> TASK INPUTS:

○ ○ ○ ○

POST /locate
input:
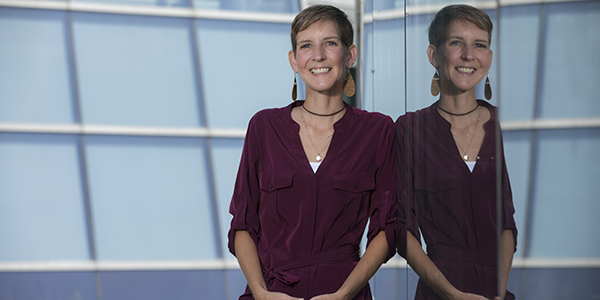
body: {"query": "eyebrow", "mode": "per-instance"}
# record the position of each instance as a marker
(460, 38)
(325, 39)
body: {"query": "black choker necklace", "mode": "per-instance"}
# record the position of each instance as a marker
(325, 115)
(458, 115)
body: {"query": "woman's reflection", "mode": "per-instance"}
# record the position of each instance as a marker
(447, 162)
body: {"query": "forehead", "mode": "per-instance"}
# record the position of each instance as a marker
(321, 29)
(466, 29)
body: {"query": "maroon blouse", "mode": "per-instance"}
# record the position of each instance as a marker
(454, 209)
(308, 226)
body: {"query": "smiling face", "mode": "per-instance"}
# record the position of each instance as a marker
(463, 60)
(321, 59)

○ ○ ○ ○

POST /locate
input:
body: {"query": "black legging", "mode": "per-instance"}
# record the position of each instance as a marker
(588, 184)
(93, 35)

○ ○ ○ ○

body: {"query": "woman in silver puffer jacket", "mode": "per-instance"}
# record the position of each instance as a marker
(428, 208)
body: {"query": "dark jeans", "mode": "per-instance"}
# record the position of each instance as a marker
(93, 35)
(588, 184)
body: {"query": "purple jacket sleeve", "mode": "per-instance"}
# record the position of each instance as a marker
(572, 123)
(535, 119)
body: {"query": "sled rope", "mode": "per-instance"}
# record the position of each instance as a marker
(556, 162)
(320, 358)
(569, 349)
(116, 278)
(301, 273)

○ ○ ○ ○

> EXERCISE TASK: Pick out every line of the records above that contains the string "jacket", with case counting, and copy each of those lines.

> PROBLEM SOLUTION:
body: {"query": "woman in silver puffer jacket", "mode": "per-instance"}
body: {"query": "purple jacket sleeve", "mode": "per-instance"}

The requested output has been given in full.